**** Record extracts ****
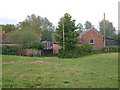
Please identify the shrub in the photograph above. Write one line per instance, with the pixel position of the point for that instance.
(81, 50)
(107, 49)
(84, 49)
(37, 45)
(10, 50)
(67, 53)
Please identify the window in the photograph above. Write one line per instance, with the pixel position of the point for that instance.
(91, 40)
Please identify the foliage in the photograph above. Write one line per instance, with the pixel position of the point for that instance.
(88, 25)
(32, 22)
(10, 50)
(79, 27)
(108, 49)
(37, 46)
(109, 29)
(94, 71)
(46, 35)
(24, 38)
(82, 50)
(8, 28)
(70, 35)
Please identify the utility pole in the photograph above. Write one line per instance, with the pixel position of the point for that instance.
(104, 30)
(63, 36)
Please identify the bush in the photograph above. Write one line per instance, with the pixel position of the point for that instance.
(82, 50)
(37, 46)
(10, 50)
(68, 53)
(85, 49)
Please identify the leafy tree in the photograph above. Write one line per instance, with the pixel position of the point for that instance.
(8, 28)
(88, 25)
(37, 46)
(47, 29)
(70, 35)
(108, 27)
(39, 25)
(46, 35)
(80, 27)
(46, 25)
(32, 22)
(23, 38)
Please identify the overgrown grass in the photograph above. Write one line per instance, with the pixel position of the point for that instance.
(95, 71)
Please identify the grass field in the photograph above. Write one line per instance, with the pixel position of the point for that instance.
(95, 71)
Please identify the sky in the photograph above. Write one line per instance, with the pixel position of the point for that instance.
(15, 11)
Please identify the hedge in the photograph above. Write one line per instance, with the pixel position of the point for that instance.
(9, 50)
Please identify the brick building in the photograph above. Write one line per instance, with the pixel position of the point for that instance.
(90, 36)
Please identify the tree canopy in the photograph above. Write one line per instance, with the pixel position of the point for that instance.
(109, 29)
(70, 35)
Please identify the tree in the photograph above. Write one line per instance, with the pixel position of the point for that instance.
(39, 25)
(46, 35)
(8, 28)
(88, 25)
(109, 29)
(70, 35)
(23, 38)
(80, 27)
(46, 25)
(47, 29)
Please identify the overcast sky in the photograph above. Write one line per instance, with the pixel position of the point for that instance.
(14, 11)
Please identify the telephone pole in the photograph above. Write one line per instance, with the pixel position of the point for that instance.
(104, 30)
(63, 36)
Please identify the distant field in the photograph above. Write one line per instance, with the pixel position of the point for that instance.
(95, 71)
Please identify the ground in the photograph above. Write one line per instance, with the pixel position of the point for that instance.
(94, 71)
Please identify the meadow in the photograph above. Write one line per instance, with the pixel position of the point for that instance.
(93, 71)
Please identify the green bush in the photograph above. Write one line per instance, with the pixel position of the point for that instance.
(108, 49)
(85, 49)
(37, 45)
(10, 50)
(67, 53)
(82, 50)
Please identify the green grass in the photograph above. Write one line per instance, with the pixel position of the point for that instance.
(95, 71)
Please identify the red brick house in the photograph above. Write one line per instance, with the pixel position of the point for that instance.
(90, 36)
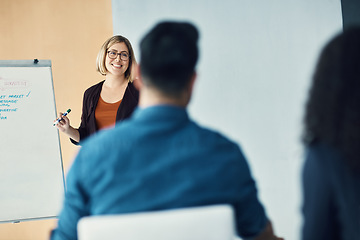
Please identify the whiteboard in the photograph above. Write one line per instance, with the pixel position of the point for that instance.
****
◆ Exercise description ◆
Leave out the pictures and output the rest of the material exactly as written.

◆ Task response ◆
Please identify the shrub in the photograph above. Write one line per instance, with the pixel position of the point for that instance.
(81, 50)
(107, 49)
(84, 49)
(37, 45)
(10, 50)
(67, 53)
Please identify the window in the photograph above. Write one line per instance, with the pixel position of the point for that instance.
(91, 40)
Please identify the foliage in the photograph above. Write one line per instance, with the pixel position of the point for that instance.
(88, 25)
(32, 22)
(10, 50)
(79, 27)
(108, 49)
(37, 46)
(109, 29)
(94, 71)
(46, 35)
(24, 38)
(82, 50)
(8, 28)
(70, 35)
Please identify the utility pole in the photograph above. Write one line per instance, with the pixel position of the point for that instance.
(104, 30)
(63, 36)
Please identify the bush in the photograph above. Write one line per instance, with the pixel position of the point for that instance.
(82, 50)
(37, 46)
(10, 50)
(68, 53)
(85, 49)
Please identify the leafy tree in the photograph above. Write one line per instance, with the pixel position of the point for that instance.
(8, 28)
(88, 25)
(37, 46)
(47, 29)
(70, 35)
(108, 27)
(39, 25)
(46, 35)
(80, 27)
(46, 25)
(32, 22)
(23, 38)
Please identify the overgrown grass in the photograph above. Write one line per instance, with the pixel position of the point for that instance.
(95, 71)
Please identify the grass field in the photograph above. Write one line per instance, with the pixel position of the point for that instance.
(95, 71)
Please identify the sky in the photograph above. Write one line per instance, with the pixel position of the point for that instance.
(15, 11)
Please identify the hedge in the photograph above. Write one line per instance, with the pixel position of the point for that instance.
(9, 50)
Please identify the brick building in the photograph above. Write one line per instance, with the pixel position of the point for that instance.
(90, 36)
Please identify the tree canopy in the photograph above. Write one line per instance, with the pixel position of the point for that instance.
(109, 29)
(70, 35)
Please identify the tree in the photograph above. Write one line per instance, with the pixel position of the point for that instance.
(39, 25)
(46, 35)
(8, 28)
(88, 25)
(109, 29)
(70, 35)
(23, 38)
(80, 27)
(46, 25)
(47, 29)
Please identify the overcast sky in the photograph above. Write one line per instance, with the pixel position of the point for that instance.
(14, 11)
Please identify the telephone pole in the photograph above. Write one line per instance, with the pixel position of the point for that instance.
(104, 30)
(63, 36)
Please identify the distant field in the photograph above. Write one line per instance, with the pixel position of the point for that instance.
(95, 71)
Please identify the ground in the photograph above. Write one line per instance, with the pixel position of the point for that instance.
(94, 71)
Please identify the meadow in the photograph above. Write one line per instance, with the pixel position of the point for that instance.
(93, 71)
Please identify the green bush in the photograph above. Write one line per instance, with the pixel position of the point for that instance.
(108, 49)
(85, 49)
(37, 45)
(10, 50)
(67, 53)
(82, 50)
Please identify the green grass in the photograph above. Write one line per instance, with the pixel position of the point for that instance.
(95, 71)
Please identify the red brick house in the photograph above. Write one line per instance, with the pixel position of the point for that instance.
(90, 36)
Please identify the whiteboard in the photograph above. Write one line per instance, with the pixel position of the point for that instance.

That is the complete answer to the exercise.